--- Extracted entries ---

==============================

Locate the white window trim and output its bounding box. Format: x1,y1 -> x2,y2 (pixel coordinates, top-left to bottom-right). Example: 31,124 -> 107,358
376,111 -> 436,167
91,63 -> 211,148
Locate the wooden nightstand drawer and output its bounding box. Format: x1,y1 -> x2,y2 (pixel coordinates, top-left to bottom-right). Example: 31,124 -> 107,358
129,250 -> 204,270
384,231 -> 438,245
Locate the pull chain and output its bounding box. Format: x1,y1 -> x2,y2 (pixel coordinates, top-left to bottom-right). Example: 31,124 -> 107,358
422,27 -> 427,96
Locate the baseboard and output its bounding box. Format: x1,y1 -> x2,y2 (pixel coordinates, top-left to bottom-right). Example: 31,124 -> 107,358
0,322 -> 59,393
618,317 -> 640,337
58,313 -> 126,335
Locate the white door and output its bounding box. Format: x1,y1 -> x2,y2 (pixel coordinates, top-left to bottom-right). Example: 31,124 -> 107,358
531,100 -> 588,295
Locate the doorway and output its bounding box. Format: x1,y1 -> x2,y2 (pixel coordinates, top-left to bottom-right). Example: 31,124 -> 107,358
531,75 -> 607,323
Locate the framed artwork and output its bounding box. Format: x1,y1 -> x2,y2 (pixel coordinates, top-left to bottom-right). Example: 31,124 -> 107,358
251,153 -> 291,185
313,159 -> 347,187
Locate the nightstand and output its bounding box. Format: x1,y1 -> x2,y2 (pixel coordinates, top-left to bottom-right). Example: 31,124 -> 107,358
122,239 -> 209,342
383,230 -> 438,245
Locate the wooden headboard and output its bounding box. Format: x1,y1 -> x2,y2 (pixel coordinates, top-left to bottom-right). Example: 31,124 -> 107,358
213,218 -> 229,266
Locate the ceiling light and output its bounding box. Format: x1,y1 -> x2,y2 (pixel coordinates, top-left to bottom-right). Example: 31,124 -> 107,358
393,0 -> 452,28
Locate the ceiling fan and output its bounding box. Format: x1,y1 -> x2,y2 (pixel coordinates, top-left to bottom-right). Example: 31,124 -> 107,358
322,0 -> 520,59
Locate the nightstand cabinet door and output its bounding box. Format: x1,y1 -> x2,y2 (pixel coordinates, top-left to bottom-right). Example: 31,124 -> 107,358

==============================

--- Exercise description ---
Copy all of the records above, character for character.

--- Answer below ---
Locate the white window trim and output its bounding box. Format: x1,y1 -> x2,y2 (pixel coordinates, top-left to bottom-right). Example: 31,124 -> 107,358
376,111 -> 436,167
91,63 -> 211,148
Locate the wooden nightstand drawer and output its bounding box. Format: x1,y1 -> x2,y2 (pixel coordinates, top-left to bottom-right). Example: 31,124 -> 107,358
129,250 -> 204,270
384,231 -> 438,245
Locate the pull chain and output its bounding box. Format: x1,y1 -> x2,y2 (pixel coordinates, top-left to bottom-right). Example: 31,124 -> 107,358
422,27 -> 427,96
Locate the baseboard and output its bounding box. Format: x1,y1 -> x2,y2 (pixel coordinates, top-left to bottom-right). Example: 31,124 -> 107,358
0,322 -> 59,393
618,317 -> 640,337
58,313 -> 126,335
Locate the white door and output its bounding box. Format: x1,y1 -> x2,y2 (pixel coordinates, top-left to bottom-right). Example: 31,124 -> 107,358
531,100 -> 588,295
Locate the doorway and output its bounding box. Format: x1,y1 -> x2,y2 (pixel coordinates, top-left to bottom-right). Example: 31,124 -> 107,358
531,75 -> 607,323
Locate the framed artwork and output its bounding box. Format: x1,y1 -> x2,y2 (pixel coordinates, top-left to bottom-right). Example: 31,124 -> 107,358
251,153 -> 291,185
313,159 -> 347,187
Locate the nightstand and output its bounding box. Format: x1,y1 -> x2,y2 (pixel coordinates, top-left to bottom-right). Example: 31,124 -> 107,358
122,239 -> 209,342
383,230 -> 438,245
Locate the wooden headboard and output its bounding box. Format: x1,y1 -> x2,y2 (pixel coordinates, top-left to bottom-right). Example: 31,124 -> 107,358
213,218 -> 229,266
Locate the ceiling light and output its bounding box. Format: x1,y1 -> x2,y2 (pixel coordinates, top-left to bottom-right). Example: 31,124 -> 107,358
393,0 -> 452,28
Locate the ceiling fan and output its bounding box. Format: x1,y1 -> x2,y2 (pixel coordinates, top-left to bottom-right). Example: 31,124 -> 107,358
322,0 -> 520,59
Locate the nightstand cabinet door and output its bounding box. Format: x1,y1 -> x2,y2 (pixel coordinates, top-left to bottom-right). Example: 31,124 -> 107,358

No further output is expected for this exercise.